Dataset items:
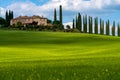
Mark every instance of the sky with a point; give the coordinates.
(105, 9)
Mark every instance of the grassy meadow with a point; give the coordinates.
(30, 55)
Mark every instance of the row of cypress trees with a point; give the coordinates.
(8, 17)
(88, 24)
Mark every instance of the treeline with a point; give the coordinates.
(88, 24)
(6, 22)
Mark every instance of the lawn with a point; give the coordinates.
(30, 55)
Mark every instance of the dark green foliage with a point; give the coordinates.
(68, 26)
(73, 24)
(2, 21)
(60, 14)
(8, 17)
(49, 21)
(118, 30)
(90, 24)
(85, 23)
(79, 22)
(101, 27)
(113, 28)
(96, 25)
(55, 16)
(76, 22)
(108, 27)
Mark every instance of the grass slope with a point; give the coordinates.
(58, 56)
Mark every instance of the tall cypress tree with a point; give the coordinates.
(85, 23)
(73, 24)
(108, 27)
(102, 27)
(101, 30)
(113, 28)
(79, 22)
(96, 25)
(90, 24)
(7, 19)
(76, 22)
(118, 30)
(60, 14)
(55, 16)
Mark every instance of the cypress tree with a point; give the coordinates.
(113, 28)
(60, 14)
(79, 22)
(85, 24)
(101, 30)
(96, 25)
(118, 30)
(108, 27)
(55, 16)
(90, 24)
(76, 22)
(73, 24)
(102, 27)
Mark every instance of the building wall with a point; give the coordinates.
(27, 20)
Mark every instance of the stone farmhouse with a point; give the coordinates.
(27, 20)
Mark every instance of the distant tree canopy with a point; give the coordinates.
(2, 21)
(9, 15)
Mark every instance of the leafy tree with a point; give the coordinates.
(113, 28)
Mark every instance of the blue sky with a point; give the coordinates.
(105, 9)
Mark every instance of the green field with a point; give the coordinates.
(29, 55)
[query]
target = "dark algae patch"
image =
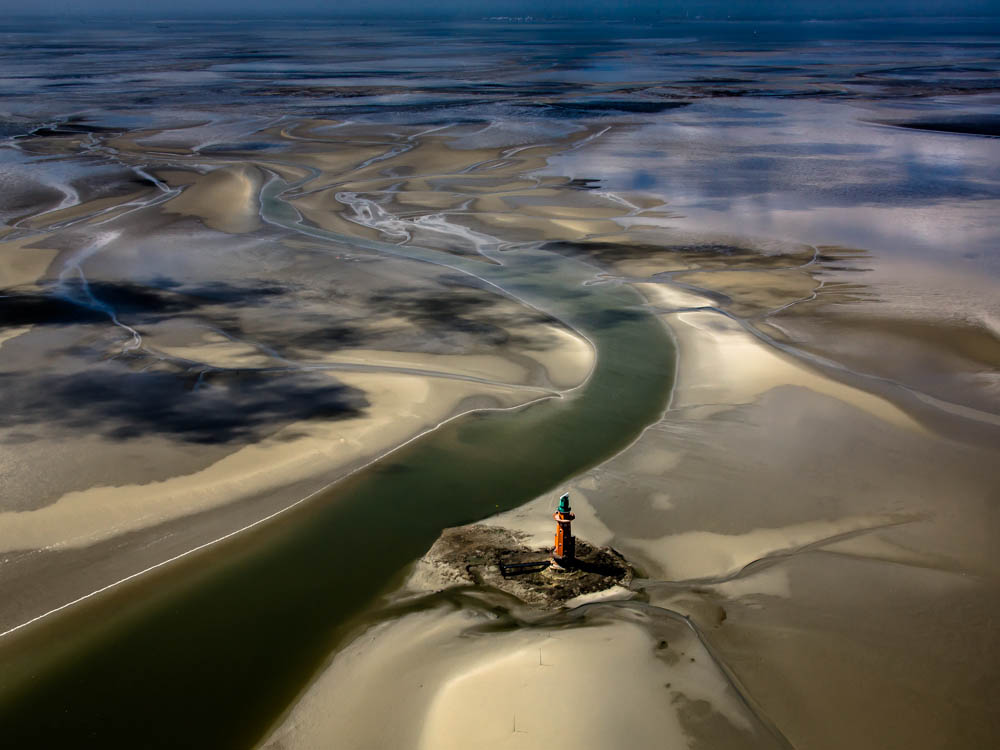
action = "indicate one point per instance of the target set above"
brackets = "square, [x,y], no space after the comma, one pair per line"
[209,651]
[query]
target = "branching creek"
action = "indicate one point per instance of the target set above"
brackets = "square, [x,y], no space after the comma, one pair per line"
[217,644]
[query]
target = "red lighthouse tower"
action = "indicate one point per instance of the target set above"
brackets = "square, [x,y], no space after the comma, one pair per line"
[565,551]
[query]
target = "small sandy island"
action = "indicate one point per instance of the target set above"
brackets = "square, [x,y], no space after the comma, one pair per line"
[499,558]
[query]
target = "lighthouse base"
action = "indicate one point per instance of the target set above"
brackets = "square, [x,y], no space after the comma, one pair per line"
[498,558]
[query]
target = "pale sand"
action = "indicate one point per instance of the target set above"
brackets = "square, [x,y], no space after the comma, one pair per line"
[722,363]
[22,263]
[402,406]
[568,359]
[225,199]
[695,555]
[96,206]
[447,686]
[9,334]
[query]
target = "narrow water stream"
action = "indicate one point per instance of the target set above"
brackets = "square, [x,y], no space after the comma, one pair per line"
[207,652]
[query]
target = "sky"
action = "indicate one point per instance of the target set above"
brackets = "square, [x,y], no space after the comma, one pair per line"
[790,9]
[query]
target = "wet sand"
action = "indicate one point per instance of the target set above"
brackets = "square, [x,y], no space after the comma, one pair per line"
[240,324]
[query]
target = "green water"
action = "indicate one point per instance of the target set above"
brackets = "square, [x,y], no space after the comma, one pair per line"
[208,652]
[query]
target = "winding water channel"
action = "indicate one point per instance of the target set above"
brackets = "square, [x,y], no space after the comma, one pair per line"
[216,645]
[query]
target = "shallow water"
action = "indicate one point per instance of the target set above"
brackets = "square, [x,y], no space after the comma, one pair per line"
[828,188]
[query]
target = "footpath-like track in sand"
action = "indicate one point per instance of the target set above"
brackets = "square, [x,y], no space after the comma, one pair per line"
[217,644]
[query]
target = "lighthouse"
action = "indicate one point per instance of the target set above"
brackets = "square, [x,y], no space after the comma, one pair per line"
[565,551]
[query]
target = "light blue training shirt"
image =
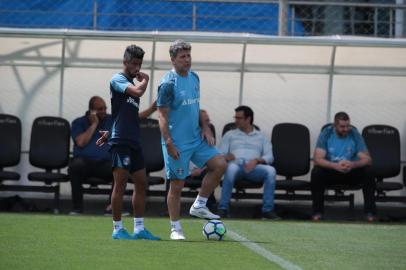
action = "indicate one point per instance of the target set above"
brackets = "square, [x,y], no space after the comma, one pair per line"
[341,148]
[182,96]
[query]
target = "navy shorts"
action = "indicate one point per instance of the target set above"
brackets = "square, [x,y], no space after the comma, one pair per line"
[126,157]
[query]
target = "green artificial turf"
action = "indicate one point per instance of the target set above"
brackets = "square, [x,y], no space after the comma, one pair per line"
[30,241]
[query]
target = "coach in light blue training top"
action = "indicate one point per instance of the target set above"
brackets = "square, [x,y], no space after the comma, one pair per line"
[182,95]
[183,140]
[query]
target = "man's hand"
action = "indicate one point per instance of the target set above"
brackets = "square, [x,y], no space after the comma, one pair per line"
[142,76]
[250,165]
[208,135]
[103,139]
[342,166]
[94,120]
[196,172]
[346,165]
[172,151]
[229,157]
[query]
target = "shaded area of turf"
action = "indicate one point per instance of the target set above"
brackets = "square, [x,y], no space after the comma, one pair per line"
[64,242]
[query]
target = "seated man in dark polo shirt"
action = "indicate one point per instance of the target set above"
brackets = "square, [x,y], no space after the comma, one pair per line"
[88,158]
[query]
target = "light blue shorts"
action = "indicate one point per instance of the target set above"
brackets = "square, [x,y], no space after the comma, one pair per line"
[199,155]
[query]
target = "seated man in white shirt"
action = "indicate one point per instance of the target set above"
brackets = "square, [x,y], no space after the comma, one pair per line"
[249,155]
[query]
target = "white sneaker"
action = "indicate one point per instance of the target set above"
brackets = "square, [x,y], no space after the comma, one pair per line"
[202,212]
[177,235]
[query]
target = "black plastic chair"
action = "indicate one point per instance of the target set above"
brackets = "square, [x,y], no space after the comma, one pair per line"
[291,149]
[150,139]
[10,146]
[49,150]
[383,143]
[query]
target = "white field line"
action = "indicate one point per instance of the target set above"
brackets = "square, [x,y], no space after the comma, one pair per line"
[262,251]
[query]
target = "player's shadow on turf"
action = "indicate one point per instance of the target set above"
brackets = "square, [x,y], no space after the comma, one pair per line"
[216,241]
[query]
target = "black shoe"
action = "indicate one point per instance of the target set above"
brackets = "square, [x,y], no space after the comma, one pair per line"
[75,212]
[317,217]
[271,215]
[223,213]
[370,217]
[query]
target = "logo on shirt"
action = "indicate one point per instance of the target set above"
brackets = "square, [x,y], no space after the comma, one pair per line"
[179,171]
[126,161]
[190,101]
[132,101]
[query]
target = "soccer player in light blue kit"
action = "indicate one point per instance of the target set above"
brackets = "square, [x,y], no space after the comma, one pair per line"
[183,139]
[126,153]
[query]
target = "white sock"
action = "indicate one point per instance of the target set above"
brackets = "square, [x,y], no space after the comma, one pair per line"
[200,202]
[175,225]
[117,225]
[138,225]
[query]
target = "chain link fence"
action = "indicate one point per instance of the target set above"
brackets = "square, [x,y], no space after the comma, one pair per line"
[380,18]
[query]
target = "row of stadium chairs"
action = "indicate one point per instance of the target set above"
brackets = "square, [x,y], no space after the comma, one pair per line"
[50,151]
[291,148]
[50,144]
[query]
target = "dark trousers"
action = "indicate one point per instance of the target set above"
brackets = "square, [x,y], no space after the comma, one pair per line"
[322,178]
[82,168]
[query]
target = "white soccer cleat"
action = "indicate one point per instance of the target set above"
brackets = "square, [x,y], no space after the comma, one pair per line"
[202,212]
[177,235]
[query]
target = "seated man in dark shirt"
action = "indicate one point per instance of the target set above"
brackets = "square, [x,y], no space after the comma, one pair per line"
[90,160]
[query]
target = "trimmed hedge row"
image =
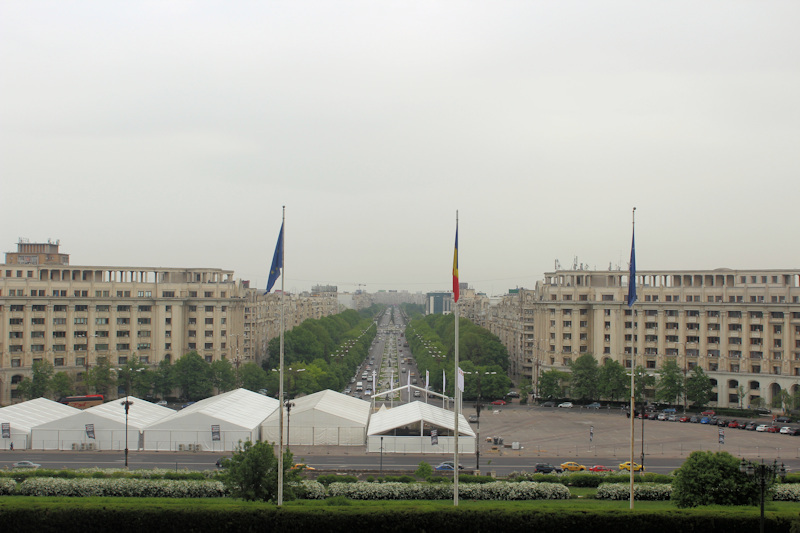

[TASK DESCRIPTION]: Each record, word for word, should be printed again without its pictures.

[TASK ANSWER]:
Mark every instance of the sky with a point; give the coordinates.
(105, 9)
Mark every instance of the grassy meadow with a point; give the coordinates.
(30, 55)
Mark every instance of the row of cypress trees with a point; give the coordinates.
(8, 17)
(88, 24)
Mark every instance of the treeline with a point; give the coordinates.
(88, 24)
(6, 22)
Mark every instance of the lawn with a point; give the coordinates.
(30, 55)
Mark every instance of the dark green foliage with a point; give the coordinates.
(68, 26)
(73, 24)
(2, 21)
(60, 14)
(8, 17)
(49, 21)
(118, 30)
(90, 24)
(85, 23)
(79, 22)
(101, 27)
(113, 28)
(96, 25)
(55, 16)
(76, 22)
(108, 27)
Mark every instance of the grass slope with a point; give the coordinates.
(58, 56)
Mark every instance of the tall cypress tree with a point; give the coordinates.
(85, 23)
(73, 24)
(108, 27)
(102, 27)
(101, 30)
(113, 28)
(79, 22)
(96, 25)
(90, 24)
(7, 19)
(76, 22)
(118, 30)
(60, 14)
(55, 16)
Mark every instance of the cypress tree with a point; give the coordinates.
(113, 28)
(60, 14)
(79, 22)
(85, 24)
(101, 30)
(96, 25)
(118, 30)
(108, 27)
(55, 16)
(90, 24)
(76, 22)
(73, 24)
(102, 27)
Mark every instance of the building wall with a point; give the coordinates.
(27, 20)
Mark every instance of the stone farmhouse with a point; give the coordinates.
(27, 20)
Mark every instance of the distant tree canopy with a point; give the coordinates.
(2, 21)
(9, 15)
Mark every instance of the leafy tree with a point; give the coordinates.
(113, 28)
Mark every instance of the blue sky with a point; give the coordinates.
(105, 9)
Mark every instance of the green field with a point; give the coordinates.
(29, 55)
[query]
target = "dark algae patch"
image =
action = "indicate one point per instance of the target set above"
brackets = "square, [x,y], no space after the comma, one pair per line"
[209,651]
[query]
target = "branching creek"
action = "indicate one point per instance of the target set above"
brackets = "square, [x,y], no space after the comma, one pair per line"
[217,644]
[query]
target = "red lighthouse tower"
action = "indicate one point per instance of the target set above"
brackets = "square, [x,y], no space after the comma, one pair per line"
[565,551]
[query]
target = "small sandy island"
action = "indicate one point per instance of the target set above"
brackets = "square, [x,y], no space after the comma, one pair per line"
[499,558]
[query]
target = "lighthouse base"
action = "indicate one point per instance of the target set above"
brackets = "square, [x,y], no space after the comma, one pair per line"
[498,558]
[query]
target = "pale sand"
action = "indicate one point per instance of the target set above"
brackets = "square, [x,y], no space after the comma, one pair per line"
[722,363]
[22,263]
[402,406]
[568,359]
[225,199]
[695,555]
[96,206]
[447,686]
[9,334]
[query]
target = "narrow water stream"
action = "indicate one point per instance of the target set above"
brackets = "square, [x,y], no space after the comma, one pair per line"
[207,652]
[query]
target = "sky"
action = "indicate one point per instance of the target set above"
brackets = "square, [x,y], no space after the comma, one pair per line"
[790,9]
[query]
target = "wet sand"
action = "indicate one point per instance of the target set above"
brackets = "square, [x,y], no space after the comma, one pair per line"
[240,324]
[query]
target = "green water"
action = "indicate one point per instance of the target set above"
brackets = "square, [x,y], no space after the comma, one pair per line"
[208,652]
[query]
target = "winding water channel"
action = "indicate one point per instance of the target set above"
brackets = "square, [x,y], no space after the comma, one pair per line"
[216,645]
[query]
target = "shallow water"
action = "indicate one point per instance of the target set above"
brackets = "square, [x,y], no space after the comma, one pair per line"
[828,188]
[query]
target = "footpath-like track in sand"
action = "indicate one point per instance of the target set above"
brackets = "square, [x,y], no space after the comma, one pair per line"
[217,644]
[query]
target = "lighthouse"
action = "indicate one point per instance of the target set above"
brackets = "square, [x,y], no space after the comma, one pair per line"
[565,551]
[query]
target = "light blue training shirt"
image =
action = "indicate one point per instance of the target set above"
brackets = "square, [x,y], no space after the comma, one pair per line"
[341,148]
[182,96]
[query]
target = "navy shorts"
action = "indicate one point per instance of the target set above"
brackets = "square, [x,y], no space after the comma, one pair per line"
[126,157]
[query]
target = "green artificial turf"
action = "indicate one point per instance of the target set above"
brackets = "square, [x,y], no space after the comma, one pair per line"
[30,241]
[query]
target = "coach in light blue training top"
action = "indicate one point per instance of the target set above"
brackets = "square, [x,y], no space after the comma, one pair per line"
[182,95]
[183,140]
[query]
target = "man's hand"
action = "indicate one point per instance of the target set above"
brackets = "square, [x,y], no space after the comma, one pair per line"
[142,76]
[250,165]
[208,135]
[103,139]
[342,166]
[94,120]
[196,172]
[346,165]
[172,151]
[229,157]
[query]
target = "shaded area of turf"
action = "indicate one point per instance of the target set above"
brackets = "square, [x,y], no space after the comma, one pair per line"
[64,242]
[query]
target = "seated man in dark polo shirt"
action = "indicate one point per instance of the target set above"
brackets = "square, [x,y], no space after the comma, one pair per line"
[88,158]
[query]
target = "light blue shorts"
action = "indicate one point per instance of the target set above"
brackets = "square, [x,y], no space after the comma, one pair per line"
[199,155]
[query]
target = "seated man in white shirt"
action = "indicate one point per instance of the target set above"
brackets = "square, [x,y], no space after the comma, one pair per line"
[249,155]
[query]
target = "white sneaker"
action = "indicate one point per instance of the target set above"
brackets = "square, [x,y], no space after the comma, one pair per line"
[202,212]
[177,235]
[query]
target = "black plastic chair"
action = "indicate one point per instance of the target set above"
brackets = "square, [x,y], no space after the comma, one pair per line"
[291,149]
[150,139]
[10,146]
[49,150]
[383,143]
[query]
target = "white field line"
action = "indicate one point per instance of the target set above"
brackets = "square, [x,y], no space after the comma, one pair per line"
[262,251]
[query]
target = "player's shadow on turf"
action = "indicate one point per instance of the target set above"
brackets = "square, [x,y], no space after the comma, one pair per line"
[216,241]
[query]
target = "black shoe"
action = "indicate one point per instance of the target set above"
brackets = "square, [x,y], no space after the comma, one pair per line"
[75,212]
[317,217]
[271,215]
[223,213]
[370,217]
[query]
target = "logo on shirt"
action = "indicate one point per instance of the target set above"
brackets = "square, [x,y], no space after the comma, one pair per line"
[179,171]
[126,161]
[190,101]
[132,101]
[query]
target = "soccer player in light blue kit"
action = "indicate one point per instance of the target set above"
brackets = "square, [x,y], no space after the comma, one pair per line"
[183,139]
[126,153]
[query]
target = "white sock"
action = "indicate one point per instance of the target set above"
brackets = "square, [x,y], no space after the comma, one pair per line"
[200,202]
[175,225]
[117,225]
[138,225]
[query]
target = "chain link fence"
action = "indicate one point per instance of the target set above"
brackets = "square, [x,y], no space after the comma, one pair per line"
[380,18]
[query]
target = "row of stadium chairs"
action = "indicate one point per instance of the target set above"
brackets = "square, [x,y], no space after the comma, one pair per line"
[50,151]
[291,148]
[50,144]
[query]
target = "dark trousers"
action = "indicate one point per instance of the target set above"
brackets = "square, [x,y], no space after the comma, one pair per line"
[322,178]
[82,168]
[query]
target = "white soccer cleat"
action = "indicate one point per instance of the target set above"
brackets = "square, [x,y], no space after the comma, one pair per line"
[202,212]
[177,235]
[query]
target = "seated man in dark shirt"
action = "indicate one point per instance of the target set above"
brackets = "square, [x,y], no space after the comma, one pair per line"
[90,160]
[query]
target = "trimmed hedge row"
image =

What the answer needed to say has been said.